● **EXERCISE PROMPT**:
Retype the lines between the one holding "of the rusty" and the one holding "point(1159, 178)", inclusive, exactly as they appear.

-------

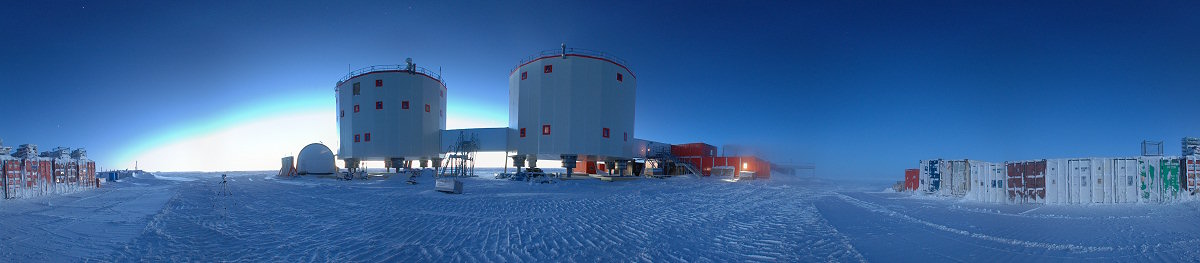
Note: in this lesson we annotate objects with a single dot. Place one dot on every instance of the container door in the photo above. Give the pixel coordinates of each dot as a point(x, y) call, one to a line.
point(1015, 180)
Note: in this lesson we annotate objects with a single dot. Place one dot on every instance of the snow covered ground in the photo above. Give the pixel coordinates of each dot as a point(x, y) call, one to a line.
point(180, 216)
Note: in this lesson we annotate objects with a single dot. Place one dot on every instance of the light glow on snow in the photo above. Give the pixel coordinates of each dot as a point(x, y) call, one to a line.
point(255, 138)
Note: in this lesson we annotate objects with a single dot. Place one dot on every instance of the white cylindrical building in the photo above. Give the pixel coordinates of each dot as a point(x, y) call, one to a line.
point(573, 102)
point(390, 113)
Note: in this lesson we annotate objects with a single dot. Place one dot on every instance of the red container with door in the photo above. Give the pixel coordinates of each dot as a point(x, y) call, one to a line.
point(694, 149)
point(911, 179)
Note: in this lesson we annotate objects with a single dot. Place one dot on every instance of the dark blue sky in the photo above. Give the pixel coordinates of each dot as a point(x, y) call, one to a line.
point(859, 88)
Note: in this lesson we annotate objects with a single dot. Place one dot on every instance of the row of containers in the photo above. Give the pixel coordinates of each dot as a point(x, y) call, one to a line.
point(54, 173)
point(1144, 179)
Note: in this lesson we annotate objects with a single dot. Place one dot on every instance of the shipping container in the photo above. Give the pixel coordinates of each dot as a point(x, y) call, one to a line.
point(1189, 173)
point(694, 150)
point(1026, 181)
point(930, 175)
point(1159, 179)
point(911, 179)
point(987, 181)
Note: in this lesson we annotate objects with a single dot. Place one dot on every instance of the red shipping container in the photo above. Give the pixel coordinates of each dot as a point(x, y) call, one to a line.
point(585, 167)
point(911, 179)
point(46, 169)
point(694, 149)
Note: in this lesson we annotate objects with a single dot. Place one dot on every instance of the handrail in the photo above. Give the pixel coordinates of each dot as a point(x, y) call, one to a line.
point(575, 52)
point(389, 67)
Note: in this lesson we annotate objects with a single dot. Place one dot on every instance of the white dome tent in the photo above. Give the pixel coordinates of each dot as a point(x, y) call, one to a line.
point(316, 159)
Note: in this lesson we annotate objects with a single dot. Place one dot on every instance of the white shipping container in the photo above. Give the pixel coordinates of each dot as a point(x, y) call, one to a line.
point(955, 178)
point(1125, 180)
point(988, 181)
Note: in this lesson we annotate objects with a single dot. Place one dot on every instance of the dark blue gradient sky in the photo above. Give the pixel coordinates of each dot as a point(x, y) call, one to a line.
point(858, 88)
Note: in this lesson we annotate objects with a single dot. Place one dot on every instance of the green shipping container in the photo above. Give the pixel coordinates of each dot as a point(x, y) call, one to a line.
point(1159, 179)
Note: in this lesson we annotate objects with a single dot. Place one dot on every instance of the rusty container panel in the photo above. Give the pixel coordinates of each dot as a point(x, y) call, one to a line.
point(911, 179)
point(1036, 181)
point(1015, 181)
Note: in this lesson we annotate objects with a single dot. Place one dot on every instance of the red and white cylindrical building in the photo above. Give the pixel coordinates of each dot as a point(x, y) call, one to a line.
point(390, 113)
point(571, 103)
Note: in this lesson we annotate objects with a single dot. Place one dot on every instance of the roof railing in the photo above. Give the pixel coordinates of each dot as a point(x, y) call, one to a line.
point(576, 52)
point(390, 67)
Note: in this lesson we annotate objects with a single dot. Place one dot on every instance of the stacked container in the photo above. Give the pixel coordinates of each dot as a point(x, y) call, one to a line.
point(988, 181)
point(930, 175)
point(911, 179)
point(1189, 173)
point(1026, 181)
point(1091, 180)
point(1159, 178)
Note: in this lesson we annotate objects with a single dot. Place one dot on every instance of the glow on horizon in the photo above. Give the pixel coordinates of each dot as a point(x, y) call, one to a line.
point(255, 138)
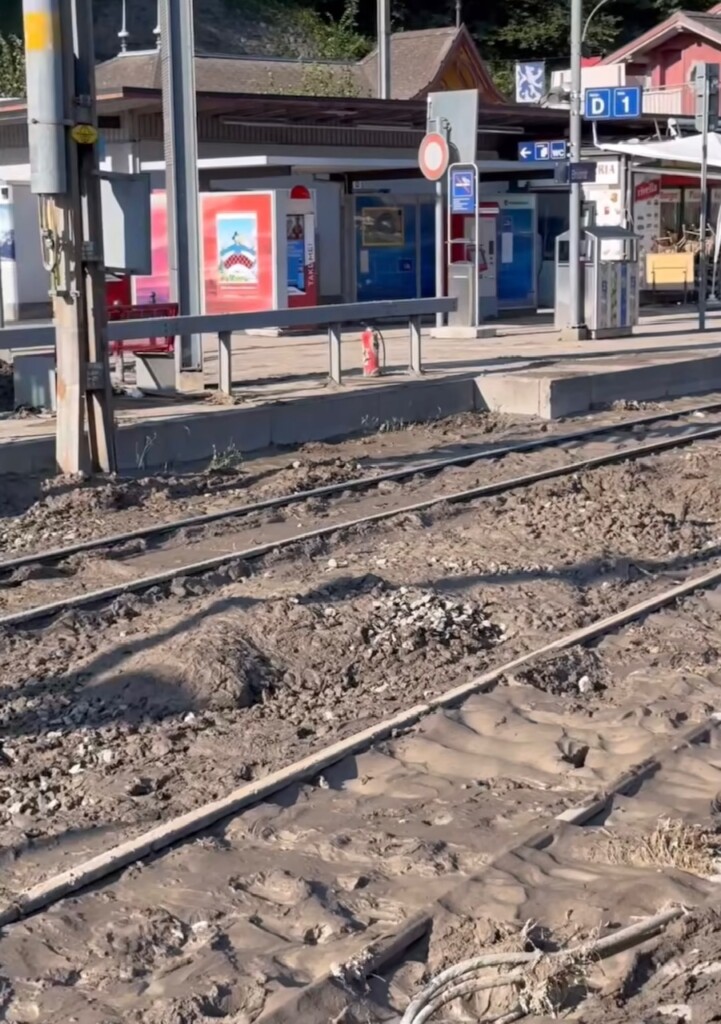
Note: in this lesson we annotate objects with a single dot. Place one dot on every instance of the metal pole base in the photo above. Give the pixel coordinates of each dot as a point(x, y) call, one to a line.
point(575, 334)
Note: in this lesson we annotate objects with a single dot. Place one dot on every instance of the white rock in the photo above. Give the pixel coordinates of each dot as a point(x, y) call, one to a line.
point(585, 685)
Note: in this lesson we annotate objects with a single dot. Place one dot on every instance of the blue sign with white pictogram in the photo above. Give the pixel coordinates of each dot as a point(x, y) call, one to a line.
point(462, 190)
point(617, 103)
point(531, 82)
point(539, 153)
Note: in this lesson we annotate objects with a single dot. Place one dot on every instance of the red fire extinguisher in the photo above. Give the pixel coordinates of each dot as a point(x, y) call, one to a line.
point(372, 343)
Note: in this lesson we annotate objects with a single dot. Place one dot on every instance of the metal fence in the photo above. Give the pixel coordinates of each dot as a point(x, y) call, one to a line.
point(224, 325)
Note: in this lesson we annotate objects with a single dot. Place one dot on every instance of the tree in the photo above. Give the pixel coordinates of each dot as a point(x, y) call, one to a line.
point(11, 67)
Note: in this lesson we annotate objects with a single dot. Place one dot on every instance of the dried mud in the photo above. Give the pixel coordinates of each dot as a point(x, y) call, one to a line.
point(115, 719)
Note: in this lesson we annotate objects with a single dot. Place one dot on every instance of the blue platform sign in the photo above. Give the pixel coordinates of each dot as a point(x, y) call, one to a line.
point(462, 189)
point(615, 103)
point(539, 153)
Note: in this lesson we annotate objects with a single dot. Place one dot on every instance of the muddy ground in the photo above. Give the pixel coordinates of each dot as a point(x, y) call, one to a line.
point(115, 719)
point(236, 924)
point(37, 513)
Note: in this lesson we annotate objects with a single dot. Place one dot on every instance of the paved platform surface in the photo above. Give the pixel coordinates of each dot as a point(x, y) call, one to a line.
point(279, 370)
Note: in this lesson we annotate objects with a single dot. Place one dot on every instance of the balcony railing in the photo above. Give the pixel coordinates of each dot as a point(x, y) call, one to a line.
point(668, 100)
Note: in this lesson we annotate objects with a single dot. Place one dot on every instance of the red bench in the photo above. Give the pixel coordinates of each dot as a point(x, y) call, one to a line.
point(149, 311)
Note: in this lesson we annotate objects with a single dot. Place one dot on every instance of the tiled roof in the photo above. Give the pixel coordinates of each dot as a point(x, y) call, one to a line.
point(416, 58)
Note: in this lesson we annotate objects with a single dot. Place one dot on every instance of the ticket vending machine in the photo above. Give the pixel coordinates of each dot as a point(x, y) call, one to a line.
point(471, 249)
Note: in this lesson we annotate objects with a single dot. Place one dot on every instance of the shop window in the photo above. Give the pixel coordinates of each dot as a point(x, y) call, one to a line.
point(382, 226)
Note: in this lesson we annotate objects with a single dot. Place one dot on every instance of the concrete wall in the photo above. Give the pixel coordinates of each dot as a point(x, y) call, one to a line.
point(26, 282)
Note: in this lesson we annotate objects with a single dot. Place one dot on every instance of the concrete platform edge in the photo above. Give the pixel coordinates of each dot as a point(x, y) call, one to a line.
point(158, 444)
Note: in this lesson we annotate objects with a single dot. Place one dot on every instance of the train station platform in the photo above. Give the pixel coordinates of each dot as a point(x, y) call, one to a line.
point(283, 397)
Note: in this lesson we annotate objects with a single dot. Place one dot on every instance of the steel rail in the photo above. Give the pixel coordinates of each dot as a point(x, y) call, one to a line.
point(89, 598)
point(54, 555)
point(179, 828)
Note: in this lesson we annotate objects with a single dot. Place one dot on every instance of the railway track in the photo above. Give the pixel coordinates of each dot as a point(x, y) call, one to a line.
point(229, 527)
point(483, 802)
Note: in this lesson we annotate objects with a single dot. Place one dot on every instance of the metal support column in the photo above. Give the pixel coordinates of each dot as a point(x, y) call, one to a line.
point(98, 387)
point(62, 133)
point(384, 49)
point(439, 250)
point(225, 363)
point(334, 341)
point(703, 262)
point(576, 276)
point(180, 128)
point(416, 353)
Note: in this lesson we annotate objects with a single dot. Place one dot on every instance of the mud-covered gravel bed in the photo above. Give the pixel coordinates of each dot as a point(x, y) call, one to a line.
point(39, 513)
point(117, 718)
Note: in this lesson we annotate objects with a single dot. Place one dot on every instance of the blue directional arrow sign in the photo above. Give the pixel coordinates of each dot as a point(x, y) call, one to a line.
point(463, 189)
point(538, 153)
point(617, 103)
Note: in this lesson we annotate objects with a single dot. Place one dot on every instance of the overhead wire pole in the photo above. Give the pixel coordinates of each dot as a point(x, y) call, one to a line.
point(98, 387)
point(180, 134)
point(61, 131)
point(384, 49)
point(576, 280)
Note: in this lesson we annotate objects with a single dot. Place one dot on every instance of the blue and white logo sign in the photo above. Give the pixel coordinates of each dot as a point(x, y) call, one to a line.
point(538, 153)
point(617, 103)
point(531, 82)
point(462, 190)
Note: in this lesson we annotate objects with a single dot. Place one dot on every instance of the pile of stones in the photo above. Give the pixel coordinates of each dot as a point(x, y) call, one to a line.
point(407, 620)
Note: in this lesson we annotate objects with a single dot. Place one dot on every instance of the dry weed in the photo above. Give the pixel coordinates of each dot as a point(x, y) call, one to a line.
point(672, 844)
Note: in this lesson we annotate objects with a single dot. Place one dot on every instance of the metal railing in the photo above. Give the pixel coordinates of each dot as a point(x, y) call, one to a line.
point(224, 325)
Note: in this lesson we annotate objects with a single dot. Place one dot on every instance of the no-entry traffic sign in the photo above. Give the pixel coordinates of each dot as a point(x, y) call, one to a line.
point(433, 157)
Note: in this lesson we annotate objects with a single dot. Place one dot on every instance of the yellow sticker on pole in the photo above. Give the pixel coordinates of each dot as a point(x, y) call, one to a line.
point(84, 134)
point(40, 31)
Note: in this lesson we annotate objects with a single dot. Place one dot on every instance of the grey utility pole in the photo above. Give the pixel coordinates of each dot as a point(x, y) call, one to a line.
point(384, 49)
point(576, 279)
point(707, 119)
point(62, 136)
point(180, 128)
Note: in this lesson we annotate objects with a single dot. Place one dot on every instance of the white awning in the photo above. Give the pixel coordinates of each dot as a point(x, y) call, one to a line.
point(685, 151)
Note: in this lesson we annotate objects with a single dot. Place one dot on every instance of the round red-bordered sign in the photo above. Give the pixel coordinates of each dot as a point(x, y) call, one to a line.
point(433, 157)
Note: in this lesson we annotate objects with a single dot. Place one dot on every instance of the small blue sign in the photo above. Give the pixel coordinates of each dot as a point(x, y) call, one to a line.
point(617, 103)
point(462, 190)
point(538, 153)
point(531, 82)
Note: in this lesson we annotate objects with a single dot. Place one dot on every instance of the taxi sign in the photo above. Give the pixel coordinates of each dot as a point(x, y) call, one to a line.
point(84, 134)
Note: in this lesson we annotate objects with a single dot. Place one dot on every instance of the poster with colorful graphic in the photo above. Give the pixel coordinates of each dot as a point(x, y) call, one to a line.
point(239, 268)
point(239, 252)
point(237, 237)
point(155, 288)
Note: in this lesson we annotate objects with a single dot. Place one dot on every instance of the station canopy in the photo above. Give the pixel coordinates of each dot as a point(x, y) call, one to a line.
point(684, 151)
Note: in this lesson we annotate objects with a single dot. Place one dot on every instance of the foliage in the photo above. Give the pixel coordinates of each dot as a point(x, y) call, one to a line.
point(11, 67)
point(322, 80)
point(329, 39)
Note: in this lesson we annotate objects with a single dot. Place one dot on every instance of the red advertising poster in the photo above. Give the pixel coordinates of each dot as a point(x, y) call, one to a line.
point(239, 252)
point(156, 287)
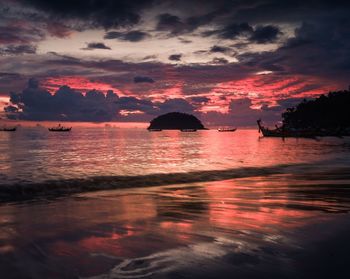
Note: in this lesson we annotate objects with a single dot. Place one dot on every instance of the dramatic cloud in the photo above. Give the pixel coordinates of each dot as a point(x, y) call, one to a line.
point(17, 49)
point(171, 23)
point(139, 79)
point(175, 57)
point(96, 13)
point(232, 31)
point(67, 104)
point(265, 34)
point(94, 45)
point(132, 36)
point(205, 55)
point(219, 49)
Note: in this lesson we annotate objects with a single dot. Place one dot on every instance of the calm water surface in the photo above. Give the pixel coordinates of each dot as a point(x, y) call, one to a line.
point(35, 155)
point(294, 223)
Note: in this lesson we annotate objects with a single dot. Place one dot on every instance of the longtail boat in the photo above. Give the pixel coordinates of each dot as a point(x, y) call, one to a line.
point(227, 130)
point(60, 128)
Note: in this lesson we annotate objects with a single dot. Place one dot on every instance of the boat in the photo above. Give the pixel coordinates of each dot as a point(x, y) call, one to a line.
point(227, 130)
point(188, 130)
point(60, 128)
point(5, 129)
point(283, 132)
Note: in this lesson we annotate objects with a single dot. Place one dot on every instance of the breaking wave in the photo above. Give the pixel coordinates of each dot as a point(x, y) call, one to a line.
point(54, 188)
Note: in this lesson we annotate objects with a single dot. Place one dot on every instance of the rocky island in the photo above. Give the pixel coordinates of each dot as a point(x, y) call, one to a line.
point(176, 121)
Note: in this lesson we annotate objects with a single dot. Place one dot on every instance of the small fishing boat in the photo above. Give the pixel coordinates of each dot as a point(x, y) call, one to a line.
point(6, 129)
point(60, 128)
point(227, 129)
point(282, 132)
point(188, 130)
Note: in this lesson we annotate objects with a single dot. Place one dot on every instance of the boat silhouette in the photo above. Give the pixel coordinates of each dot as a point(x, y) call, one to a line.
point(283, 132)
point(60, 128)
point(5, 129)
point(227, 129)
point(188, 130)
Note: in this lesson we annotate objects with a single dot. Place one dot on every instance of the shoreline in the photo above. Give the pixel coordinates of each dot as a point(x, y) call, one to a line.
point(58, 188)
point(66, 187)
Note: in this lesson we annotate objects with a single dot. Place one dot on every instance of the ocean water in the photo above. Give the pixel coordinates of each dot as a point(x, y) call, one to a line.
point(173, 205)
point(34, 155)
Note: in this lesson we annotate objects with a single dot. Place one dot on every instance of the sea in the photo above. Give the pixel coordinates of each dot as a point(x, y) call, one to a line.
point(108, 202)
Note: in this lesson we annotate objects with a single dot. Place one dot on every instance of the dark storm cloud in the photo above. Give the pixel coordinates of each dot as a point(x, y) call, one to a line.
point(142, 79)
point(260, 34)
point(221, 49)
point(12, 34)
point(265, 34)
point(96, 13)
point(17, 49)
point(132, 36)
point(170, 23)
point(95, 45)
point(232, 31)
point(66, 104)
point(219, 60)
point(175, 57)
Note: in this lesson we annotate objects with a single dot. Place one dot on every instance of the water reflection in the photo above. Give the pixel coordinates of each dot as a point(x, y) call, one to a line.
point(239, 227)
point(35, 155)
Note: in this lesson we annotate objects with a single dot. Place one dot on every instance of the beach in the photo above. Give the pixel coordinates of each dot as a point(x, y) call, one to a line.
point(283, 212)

-------

● **SOLUTION FOR THIS PROBLEM**:
Note: in this lesson we annotate objects with a single dot. Place one dot on every instance of the rusty container panel in the photo above. Give the pixel coordinates of each dot as a point(x, y) call, one to a line.
point(911, 179)
point(1036, 181)
point(1015, 181)
Note: in this lesson we annotate objects with a single dot. Place one dot on every instance of the red and white cylindrical building in the photo above. Give the pixel coordinates of each dot as a point(x, y) call, one to a line.
point(390, 113)
point(571, 103)
Note: in this lesson we annotate objects with a single dot. Place one dot on every instance of the roof railing in the photo above. Give the pixel coordinates of each dot as a point(x, y) call, one to a line.
point(576, 52)
point(390, 67)
Note: in this lesson we annotate objects with a single dot. Place one dot on every instance of the stacked container in the photo above. Give the pixel coordinates of each dot as a point(x, y) call, one to a line.
point(988, 181)
point(930, 175)
point(911, 179)
point(1189, 173)
point(1026, 181)
point(1091, 180)
point(1159, 178)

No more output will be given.